## Direction 1
In the text on retirement planning, what mix of stocks and bonds could earn an annual average of 7% in 1995?
## Direction 2
Can you carry the text on retirement planning forward from its last sentence?

## Given text
....
Over the past few years, retirement planning has undergone a major shift. Advisors used to tell people to get more conservative as they got older, which was fine when fixed income yielded strong returns.

Now, though, with bonds barely offering any income anymore, advisors need to come up with other ways of making their clients’ income last for a lifetime.

“A sustainable level of cash flow is becoming paramount,” says Scott Plaskett, a CFP and CEO of Etobicoke, Ont.-based Ironshield Financial Planners, “but there are a lot of headwinds against you today.”

According to Connor, Clark & Lunn Private Capital Ltd., in 1995 you could earn an annual average of 7% by holding 34% stocks and 66% bonds. You’d get that return with about 6% volatility. (Meaning you’d never do worse than 1% and returns wouldn’t exceed 13% in any given year.)

To get that same return today, clients would have to hold 82% of their assets in stocks and 18% in bonds. That combination would result in a 13% volatility risk, so the range of returns would now be minus 5% to plus 20%.
....
[Dataset excerpts on object pointing]

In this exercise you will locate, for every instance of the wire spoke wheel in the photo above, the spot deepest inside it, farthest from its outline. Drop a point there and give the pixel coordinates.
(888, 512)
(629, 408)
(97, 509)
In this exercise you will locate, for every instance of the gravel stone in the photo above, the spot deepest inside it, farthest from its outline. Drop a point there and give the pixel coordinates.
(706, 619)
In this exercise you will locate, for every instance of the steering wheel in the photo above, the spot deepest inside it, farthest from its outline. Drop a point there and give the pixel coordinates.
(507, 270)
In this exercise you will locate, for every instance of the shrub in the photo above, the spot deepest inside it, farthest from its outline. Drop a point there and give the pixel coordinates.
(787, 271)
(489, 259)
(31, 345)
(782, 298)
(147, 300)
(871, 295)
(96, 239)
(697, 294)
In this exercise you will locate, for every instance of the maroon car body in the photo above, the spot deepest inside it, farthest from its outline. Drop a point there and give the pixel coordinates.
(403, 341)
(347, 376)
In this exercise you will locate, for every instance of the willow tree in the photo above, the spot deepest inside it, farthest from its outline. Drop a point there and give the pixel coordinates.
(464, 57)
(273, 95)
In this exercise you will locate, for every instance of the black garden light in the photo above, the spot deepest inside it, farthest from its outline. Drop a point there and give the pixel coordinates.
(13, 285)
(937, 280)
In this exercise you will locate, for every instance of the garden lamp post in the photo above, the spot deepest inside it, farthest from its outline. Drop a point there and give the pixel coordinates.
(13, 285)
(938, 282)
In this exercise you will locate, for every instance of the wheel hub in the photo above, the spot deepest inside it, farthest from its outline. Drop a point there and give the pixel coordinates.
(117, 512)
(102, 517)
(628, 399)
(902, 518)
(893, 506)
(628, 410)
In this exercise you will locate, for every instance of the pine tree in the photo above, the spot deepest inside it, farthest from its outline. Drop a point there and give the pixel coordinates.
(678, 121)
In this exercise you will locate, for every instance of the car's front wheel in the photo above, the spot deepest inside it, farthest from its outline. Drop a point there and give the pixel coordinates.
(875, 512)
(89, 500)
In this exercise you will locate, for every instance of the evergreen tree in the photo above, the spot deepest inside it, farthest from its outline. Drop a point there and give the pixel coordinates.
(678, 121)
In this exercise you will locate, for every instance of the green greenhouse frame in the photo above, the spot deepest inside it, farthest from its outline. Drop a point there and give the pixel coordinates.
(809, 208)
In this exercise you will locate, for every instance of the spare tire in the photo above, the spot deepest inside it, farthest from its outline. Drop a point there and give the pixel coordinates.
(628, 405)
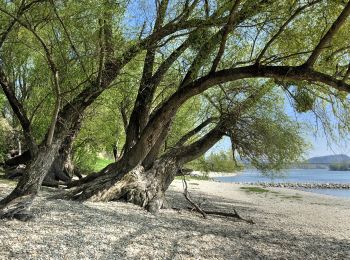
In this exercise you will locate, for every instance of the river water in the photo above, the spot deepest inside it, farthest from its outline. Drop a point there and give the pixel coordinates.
(298, 176)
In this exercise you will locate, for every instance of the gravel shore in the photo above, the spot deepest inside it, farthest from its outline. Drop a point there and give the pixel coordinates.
(290, 224)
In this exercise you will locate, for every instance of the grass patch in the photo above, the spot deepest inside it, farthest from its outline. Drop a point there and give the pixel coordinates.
(293, 197)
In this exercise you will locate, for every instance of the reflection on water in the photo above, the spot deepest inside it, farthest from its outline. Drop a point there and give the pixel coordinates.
(297, 176)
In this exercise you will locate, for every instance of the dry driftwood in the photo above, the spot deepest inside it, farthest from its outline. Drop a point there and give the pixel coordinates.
(204, 213)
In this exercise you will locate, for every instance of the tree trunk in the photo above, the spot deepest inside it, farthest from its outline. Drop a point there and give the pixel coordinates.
(142, 187)
(19, 200)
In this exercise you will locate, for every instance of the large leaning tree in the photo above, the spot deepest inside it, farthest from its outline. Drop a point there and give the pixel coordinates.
(188, 48)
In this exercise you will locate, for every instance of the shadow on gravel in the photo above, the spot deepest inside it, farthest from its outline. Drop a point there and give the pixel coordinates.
(117, 230)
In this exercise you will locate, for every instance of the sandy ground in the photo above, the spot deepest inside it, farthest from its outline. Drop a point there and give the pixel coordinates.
(289, 225)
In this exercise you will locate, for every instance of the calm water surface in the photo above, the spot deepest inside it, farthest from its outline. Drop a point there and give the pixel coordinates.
(299, 176)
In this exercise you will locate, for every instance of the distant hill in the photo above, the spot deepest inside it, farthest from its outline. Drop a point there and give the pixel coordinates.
(329, 159)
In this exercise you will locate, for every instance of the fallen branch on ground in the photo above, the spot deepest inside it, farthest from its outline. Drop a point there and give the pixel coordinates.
(204, 213)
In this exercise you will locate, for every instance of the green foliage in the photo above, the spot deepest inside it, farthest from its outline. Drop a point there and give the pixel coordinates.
(5, 137)
(215, 162)
(339, 167)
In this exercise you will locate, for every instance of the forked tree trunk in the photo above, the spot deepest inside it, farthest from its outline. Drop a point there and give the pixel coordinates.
(20, 199)
(142, 187)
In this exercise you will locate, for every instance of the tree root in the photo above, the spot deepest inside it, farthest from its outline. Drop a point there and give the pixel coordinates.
(204, 213)
(17, 209)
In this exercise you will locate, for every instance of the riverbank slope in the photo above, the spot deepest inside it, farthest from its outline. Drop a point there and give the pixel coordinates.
(289, 224)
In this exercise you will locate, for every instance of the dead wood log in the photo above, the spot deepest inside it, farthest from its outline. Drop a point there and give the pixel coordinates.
(204, 213)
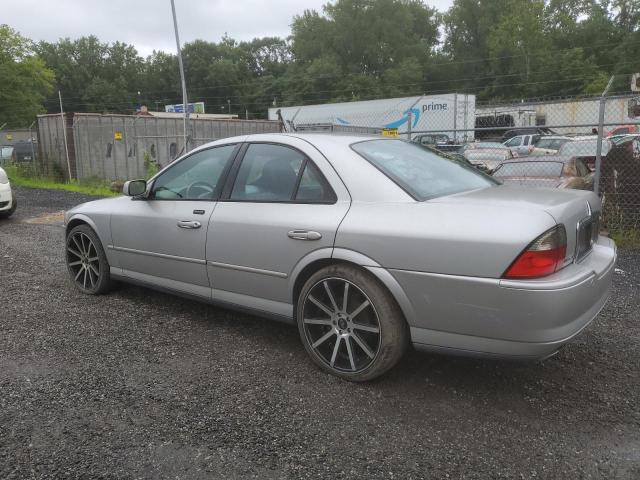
....
## Result 1
34% stocks and 66% bonds.

## Result 2
Plaskett wants that mid-single digit return for his clients, but he wants it with bond-like stability. You never know when the market might sour, he says, so reducing risk — but not returns — is critical. The last thing retirees want is to eat into their capital.

“You can’t afford to slow down,” he says. “Start eroding the principal and the math doesn’t work in your favour.”

To get decent returns while keep volatility low, advisors and investors will have to get creative. One option for well-heeled Canadians is to buy into infrastructure or commercial real estate projects.

These investments tend to pay higher-than-average dividends — about 5% to 6% — and have a 20% to 30% correlation to the stock market, says Michael Flux, a senior vice-president and portfolio manager with CC&L.

One way to buy into this market is to buy into a pooled limited partnership, which CC&L sells. Essentially, several high-net-worth investors put their money into the pool and then the company buys hard assets with that money.

The main drawback is that it’s difficult for investors to get their money in and out of these funds. CC&L allows people to withdraw quarterly, but other funds are of the closed-end variety and have a fixed exit date.

It is possible to get between 8% and 11% returns, though, with much less volatility, says Flux.

Another option, says Plaskett, is to buy whole life insurance. These products come with a guaranteed return — Sun Life’s guarantee is about 6.75% right now, he says.

This option works because unlike the mutual fund business, insurance companies can engage in “smoothing,” a process of amortizing investment gains and loses over a number of years in order to maintain more stable annual returns.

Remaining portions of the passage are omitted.